> _THE PROBLEM_: Change every "ocean water" to "seawater" in the stretch of the listing from the line containing "task: outline the research vessel" through the line containing "131L66 124L66 113L59", and give those lines back with nothing else altered. Leave the pictures out of your answer.

-- begin DATA EXTRACT --

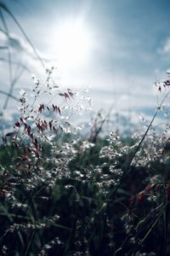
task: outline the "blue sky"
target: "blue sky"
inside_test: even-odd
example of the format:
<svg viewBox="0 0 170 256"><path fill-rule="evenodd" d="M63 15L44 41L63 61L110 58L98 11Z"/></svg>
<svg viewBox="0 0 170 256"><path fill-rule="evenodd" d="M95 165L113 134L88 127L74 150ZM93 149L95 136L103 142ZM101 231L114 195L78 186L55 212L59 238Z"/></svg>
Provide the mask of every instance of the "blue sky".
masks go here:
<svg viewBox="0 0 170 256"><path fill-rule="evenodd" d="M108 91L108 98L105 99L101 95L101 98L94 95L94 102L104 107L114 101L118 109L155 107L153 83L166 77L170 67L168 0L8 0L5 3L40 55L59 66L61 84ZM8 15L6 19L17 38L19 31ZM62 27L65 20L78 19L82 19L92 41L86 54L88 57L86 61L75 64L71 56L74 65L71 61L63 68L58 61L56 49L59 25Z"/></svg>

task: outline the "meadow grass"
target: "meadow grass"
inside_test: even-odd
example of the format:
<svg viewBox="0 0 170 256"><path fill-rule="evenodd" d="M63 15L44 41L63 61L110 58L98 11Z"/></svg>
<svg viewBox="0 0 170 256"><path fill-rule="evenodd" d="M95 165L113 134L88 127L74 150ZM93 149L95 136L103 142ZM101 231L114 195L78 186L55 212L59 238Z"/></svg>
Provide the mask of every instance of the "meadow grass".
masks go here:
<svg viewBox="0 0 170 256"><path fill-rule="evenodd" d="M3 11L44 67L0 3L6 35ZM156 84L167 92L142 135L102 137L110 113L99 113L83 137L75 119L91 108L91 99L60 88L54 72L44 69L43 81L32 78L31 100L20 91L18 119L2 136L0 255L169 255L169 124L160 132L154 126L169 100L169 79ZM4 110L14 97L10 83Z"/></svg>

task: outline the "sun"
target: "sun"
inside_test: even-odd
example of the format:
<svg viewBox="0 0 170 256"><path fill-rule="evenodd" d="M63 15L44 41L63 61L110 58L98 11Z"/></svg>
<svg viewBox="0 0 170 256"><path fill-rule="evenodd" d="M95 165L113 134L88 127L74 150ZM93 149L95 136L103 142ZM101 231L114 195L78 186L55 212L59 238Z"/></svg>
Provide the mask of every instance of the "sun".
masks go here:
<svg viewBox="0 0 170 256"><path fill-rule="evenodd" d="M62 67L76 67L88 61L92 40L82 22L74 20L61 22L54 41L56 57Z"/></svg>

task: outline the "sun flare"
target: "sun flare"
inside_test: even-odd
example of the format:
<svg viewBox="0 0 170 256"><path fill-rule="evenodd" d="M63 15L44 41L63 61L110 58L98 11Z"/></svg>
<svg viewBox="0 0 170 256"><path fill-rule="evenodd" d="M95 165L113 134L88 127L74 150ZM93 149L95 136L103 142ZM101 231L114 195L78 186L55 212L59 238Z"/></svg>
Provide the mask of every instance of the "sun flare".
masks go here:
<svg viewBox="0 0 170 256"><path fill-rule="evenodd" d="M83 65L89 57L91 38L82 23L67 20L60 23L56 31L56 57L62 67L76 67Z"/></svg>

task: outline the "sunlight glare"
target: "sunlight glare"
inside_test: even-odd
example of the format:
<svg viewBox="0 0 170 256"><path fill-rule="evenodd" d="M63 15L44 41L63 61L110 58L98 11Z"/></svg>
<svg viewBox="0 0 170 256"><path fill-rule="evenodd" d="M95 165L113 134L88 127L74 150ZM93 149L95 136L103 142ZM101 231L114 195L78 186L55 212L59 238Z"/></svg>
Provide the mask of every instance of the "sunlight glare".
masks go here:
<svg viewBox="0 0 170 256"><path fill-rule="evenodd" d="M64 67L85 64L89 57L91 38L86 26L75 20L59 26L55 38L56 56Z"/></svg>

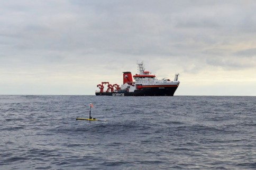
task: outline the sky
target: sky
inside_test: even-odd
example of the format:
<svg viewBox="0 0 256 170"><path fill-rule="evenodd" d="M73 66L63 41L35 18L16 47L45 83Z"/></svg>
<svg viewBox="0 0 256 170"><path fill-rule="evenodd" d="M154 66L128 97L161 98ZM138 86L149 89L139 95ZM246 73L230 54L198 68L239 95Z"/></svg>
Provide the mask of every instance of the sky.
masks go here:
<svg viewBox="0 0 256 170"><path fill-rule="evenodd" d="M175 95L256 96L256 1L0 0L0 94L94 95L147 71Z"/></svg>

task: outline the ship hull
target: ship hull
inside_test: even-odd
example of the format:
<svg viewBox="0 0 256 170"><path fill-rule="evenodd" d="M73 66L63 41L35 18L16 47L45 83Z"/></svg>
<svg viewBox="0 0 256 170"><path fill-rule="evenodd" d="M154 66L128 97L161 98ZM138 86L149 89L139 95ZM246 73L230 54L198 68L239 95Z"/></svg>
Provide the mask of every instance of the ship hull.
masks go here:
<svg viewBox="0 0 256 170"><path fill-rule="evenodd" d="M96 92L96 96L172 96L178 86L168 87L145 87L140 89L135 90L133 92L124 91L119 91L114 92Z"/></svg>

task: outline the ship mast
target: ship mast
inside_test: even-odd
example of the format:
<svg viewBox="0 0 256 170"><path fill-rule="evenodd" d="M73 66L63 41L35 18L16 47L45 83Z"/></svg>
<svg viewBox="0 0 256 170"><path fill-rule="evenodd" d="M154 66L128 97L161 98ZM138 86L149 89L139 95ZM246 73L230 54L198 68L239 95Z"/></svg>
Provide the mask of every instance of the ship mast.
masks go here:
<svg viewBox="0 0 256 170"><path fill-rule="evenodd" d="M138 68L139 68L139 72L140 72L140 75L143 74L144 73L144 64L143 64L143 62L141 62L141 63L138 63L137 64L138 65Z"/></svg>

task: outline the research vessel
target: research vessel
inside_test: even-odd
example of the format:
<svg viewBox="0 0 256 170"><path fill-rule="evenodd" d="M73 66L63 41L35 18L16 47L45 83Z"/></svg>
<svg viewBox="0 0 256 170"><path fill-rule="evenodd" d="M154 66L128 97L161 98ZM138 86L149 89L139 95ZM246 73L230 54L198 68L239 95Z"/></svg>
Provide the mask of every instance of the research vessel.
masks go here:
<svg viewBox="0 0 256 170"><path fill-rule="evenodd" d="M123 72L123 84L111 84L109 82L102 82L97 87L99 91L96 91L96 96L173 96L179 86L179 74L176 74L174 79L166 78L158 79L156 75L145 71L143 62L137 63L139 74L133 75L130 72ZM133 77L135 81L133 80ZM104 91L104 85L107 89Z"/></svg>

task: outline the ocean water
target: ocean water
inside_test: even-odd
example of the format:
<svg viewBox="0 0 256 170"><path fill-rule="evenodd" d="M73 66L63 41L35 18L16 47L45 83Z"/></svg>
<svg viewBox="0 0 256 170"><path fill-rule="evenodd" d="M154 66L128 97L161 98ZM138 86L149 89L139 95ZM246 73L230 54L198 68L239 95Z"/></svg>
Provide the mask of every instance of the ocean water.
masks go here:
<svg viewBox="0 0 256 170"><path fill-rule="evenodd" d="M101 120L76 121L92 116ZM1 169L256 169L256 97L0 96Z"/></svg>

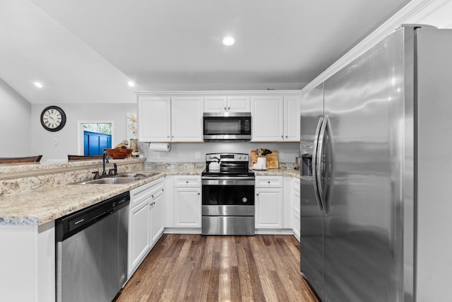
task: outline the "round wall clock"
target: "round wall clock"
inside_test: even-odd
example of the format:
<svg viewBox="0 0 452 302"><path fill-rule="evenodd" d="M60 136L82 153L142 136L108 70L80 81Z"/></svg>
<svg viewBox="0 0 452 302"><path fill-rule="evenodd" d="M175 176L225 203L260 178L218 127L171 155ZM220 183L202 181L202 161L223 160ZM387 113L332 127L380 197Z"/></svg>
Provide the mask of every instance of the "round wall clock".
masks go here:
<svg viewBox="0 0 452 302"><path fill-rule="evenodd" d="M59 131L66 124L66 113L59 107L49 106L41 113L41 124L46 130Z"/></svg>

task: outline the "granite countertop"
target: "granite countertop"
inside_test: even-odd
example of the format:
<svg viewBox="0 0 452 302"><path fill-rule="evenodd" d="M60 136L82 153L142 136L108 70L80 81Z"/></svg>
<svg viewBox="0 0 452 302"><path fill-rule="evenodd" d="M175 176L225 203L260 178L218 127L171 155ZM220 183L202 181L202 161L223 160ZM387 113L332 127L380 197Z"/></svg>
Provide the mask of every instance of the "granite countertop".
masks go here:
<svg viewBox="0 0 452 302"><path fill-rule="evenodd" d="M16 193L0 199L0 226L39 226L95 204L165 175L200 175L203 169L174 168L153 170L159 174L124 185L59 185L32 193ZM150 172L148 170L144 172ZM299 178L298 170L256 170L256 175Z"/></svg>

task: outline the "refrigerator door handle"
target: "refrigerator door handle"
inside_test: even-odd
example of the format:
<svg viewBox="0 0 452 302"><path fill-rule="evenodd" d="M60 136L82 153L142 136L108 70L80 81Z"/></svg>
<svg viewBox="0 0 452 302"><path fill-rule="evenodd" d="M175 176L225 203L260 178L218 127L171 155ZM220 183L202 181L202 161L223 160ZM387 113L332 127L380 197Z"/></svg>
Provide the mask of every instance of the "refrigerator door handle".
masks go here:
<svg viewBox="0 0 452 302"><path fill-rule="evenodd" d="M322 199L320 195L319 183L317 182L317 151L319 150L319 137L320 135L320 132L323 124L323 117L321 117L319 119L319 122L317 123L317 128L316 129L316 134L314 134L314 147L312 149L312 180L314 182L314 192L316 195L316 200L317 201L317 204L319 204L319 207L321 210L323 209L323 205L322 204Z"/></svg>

-- end DATA EXTRACT --

> _TASK RESPONSE_:
task: outline the research vessel
target: research vessel
inside_test: even-odd
example of the format:
<svg viewBox="0 0 256 170"><path fill-rule="evenodd" d="M73 66L63 41L35 18L16 47L45 83Z"/></svg>
<svg viewBox="0 0 256 170"><path fill-rule="evenodd" d="M154 66L128 97L161 98ZM138 86L149 89L139 95ZM246 73L230 54L198 68L239 95Z"/></svg>
Provide the mask of every instance of the research vessel.
masks go here:
<svg viewBox="0 0 256 170"><path fill-rule="evenodd" d="M123 72L123 84L111 84L109 82L102 82L97 87L99 91L96 91L96 96L173 96L179 86L179 74L176 74L174 79L166 78L158 79L156 75L145 71L143 62L137 63L139 74L133 75L130 72ZM133 77L135 81L133 80ZM104 91L104 85L107 89Z"/></svg>

task: outline the seawater
target: seawater
inside_test: even-odd
example of the format:
<svg viewBox="0 0 256 170"><path fill-rule="evenodd" d="M73 66L63 41L35 18L16 47L45 83Z"/></svg>
<svg viewBox="0 0 256 170"><path fill-rule="evenodd" d="M154 66L128 97L161 98ZM138 86L149 89L139 95ZM246 73L230 54L198 68L239 95Z"/></svg>
Provide the mask of every instance of the seawater.
masks go here:
<svg viewBox="0 0 256 170"><path fill-rule="evenodd" d="M101 120L76 121L92 116ZM1 169L256 169L256 97L0 96Z"/></svg>

task: outline the "round wall clock"
target: "round wall clock"
inside_test: even-odd
example of the format:
<svg viewBox="0 0 452 302"><path fill-rule="evenodd" d="M60 136L82 153L142 136L108 70L80 81Z"/></svg>
<svg viewBox="0 0 452 302"><path fill-rule="evenodd" d="M175 176L225 203L260 178L218 127L171 155ZM220 183L202 181L202 161L223 160ZM387 113L332 127L380 197Z"/></svg>
Provide the mask of every instance of the "round wall clock".
masks go here:
<svg viewBox="0 0 452 302"><path fill-rule="evenodd" d="M59 131L66 124L66 113L59 107L49 106L41 113L41 124L46 130Z"/></svg>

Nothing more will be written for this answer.